# Problem statement
Within the records below, find the line containing "Where can the mossy log". Reproduce it and each line after it exactly, and nothing else.

'''

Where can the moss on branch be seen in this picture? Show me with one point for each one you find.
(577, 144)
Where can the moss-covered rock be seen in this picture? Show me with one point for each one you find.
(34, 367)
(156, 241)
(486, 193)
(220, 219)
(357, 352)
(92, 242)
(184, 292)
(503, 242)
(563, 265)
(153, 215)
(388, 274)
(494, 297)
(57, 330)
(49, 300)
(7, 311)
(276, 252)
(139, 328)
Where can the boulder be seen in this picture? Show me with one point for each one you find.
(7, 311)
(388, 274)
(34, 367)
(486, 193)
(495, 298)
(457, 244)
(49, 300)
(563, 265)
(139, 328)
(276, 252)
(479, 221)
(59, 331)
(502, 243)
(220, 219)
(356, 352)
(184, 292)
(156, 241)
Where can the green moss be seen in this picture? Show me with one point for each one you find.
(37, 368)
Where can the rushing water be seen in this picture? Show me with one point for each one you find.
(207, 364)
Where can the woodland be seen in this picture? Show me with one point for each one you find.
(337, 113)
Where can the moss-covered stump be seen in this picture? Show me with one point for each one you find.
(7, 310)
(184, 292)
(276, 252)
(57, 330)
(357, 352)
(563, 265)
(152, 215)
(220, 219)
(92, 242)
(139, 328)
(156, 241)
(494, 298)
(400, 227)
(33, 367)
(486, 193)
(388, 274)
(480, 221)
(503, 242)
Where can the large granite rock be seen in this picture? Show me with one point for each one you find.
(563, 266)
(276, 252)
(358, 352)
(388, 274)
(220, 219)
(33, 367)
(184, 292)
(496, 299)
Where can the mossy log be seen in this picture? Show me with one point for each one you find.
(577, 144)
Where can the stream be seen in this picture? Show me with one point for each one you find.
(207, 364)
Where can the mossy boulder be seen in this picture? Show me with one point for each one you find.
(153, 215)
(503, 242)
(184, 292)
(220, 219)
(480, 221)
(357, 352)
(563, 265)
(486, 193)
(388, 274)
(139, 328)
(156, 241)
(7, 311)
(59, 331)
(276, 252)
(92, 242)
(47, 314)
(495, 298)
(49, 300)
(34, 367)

'''

# Answer section
Where can the mossy log be seen in this picture? Show me with one point for each one you find.
(577, 144)
Where can the stream be seen in this picture? Show me with one point for each one you find.
(207, 364)
Where can the mossy boulder be seen in this picture? Show me with one point for each one you find.
(153, 215)
(503, 242)
(184, 292)
(220, 219)
(480, 221)
(357, 352)
(563, 265)
(486, 193)
(388, 274)
(139, 328)
(156, 241)
(7, 311)
(59, 331)
(276, 252)
(92, 242)
(47, 314)
(495, 298)
(49, 300)
(34, 367)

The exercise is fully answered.